» **DATA PROVIDED**:
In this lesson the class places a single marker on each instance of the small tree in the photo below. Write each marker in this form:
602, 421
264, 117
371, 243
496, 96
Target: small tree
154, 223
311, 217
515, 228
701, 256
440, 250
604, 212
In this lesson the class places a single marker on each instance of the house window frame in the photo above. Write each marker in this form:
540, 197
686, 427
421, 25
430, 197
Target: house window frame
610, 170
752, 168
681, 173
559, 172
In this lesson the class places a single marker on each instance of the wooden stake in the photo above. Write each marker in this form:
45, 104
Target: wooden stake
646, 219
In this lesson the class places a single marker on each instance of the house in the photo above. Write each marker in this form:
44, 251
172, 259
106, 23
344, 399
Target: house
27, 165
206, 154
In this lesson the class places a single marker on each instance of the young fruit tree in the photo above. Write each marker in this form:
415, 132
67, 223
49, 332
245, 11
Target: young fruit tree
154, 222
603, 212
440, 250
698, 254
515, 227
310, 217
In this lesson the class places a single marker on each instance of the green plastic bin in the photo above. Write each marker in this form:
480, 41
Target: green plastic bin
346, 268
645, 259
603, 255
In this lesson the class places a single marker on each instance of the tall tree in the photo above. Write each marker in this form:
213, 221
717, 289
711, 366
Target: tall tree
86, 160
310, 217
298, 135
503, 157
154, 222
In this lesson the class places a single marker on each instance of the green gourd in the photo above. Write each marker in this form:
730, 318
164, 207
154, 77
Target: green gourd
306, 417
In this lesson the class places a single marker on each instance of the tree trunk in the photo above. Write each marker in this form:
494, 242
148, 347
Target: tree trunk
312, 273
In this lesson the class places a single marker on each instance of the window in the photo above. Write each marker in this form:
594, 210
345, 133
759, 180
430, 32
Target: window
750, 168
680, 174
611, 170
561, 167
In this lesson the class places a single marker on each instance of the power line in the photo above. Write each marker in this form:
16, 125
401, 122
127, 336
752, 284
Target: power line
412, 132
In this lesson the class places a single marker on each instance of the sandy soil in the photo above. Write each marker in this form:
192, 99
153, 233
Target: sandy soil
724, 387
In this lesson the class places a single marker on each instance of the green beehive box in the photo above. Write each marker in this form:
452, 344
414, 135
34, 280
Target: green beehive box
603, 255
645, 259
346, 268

» **PROBLEM STATEMENT**: Set down the entries above again, word for word.

» **OUTPUT OF THE TASK**:
In this lesson the class places a single marker on each instance of the small tree in the photo below. Write each marker in this form:
602, 421
264, 117
371, 243
496, 96
Target: small tree
154, 223
311, 217
515, 228
701, 256
440, 250
604, 212
In this lesson the class places a single marker on each instance of the house window frame in the photo above. Write each marker in this form:
540, 197
686, 427
421, 25
430, 197
Target: house window frame
610, 170
752, 168
681, 173
559, 172
In this lesson the class places a single marker on each instance of the wooden stake in the photo above. Write each marker in this form:
45, 104
Target: wooden stake
646, 219
In this lesson the class places a single marker on each instance of the house in the photo above. Write each marker in this form:
44, 251
172, 259
106, 23
344, 399
Target: house
27, 165
206, 154
In this lesson the class places a single marker on each instance of the young fruit tree in the photo above. Write each marker in this form:
415, 132
67, 223
49, 332
245, 11
Target: young fruit tree
154, 222
603, 212
440, 250
698, 254
515, 227
310, 217
In this lesson the class places a single marker on each instance of the green plastic bin in the photo above. Write each marker in this form:
480, 41
Target: green plastic bin
346, 268
645, 259
603, 255
In this lesson the class places a single marker on each instance of the tall tree in the photo above. Write each marker in this form:
213, 221
717, 289
711, 366
Target: tall tree
86, 160
310, 217
298, 135
503, 157
154, 222
In this lesson the class places a single marker on each instance of the green gourd in the photo above. Write each marker in this form:
730, 318
164, 207
154, 77
Target: green gourd
306, 417
In this lesson the class places a single marker on each instance of the tree trunk in the photo above. Write each marker in this form:
494, 242
148, 347
Target: tree trunk
312, 273
In this lesson the class places a single marker on each instance of the window in the photo above. Write each marker in this form:
594, 210
345, 133
759, 180
430, 32
Target: window
750, 168
680, 174
611, 170
561, 167
In this lesson the class places a single marker on each instance of the power line in the photo above. Write each marker in this form:
16, 125
401, 122
127, 336
752, 284
Target: power line
412, 132
In this lesson the class places a single marker on each instance of the sandy soil in the photo above. Write each marker in this form:
192, 99
153, 233
Target: sandy soil
724, 387
In this lesson the class places a single marker on each instance of the green beehive box in the photo above. Write each marker in this form:
452, 344
414, 135
34, 280
Target: green beehive box
603, 255
645, 259
346, 268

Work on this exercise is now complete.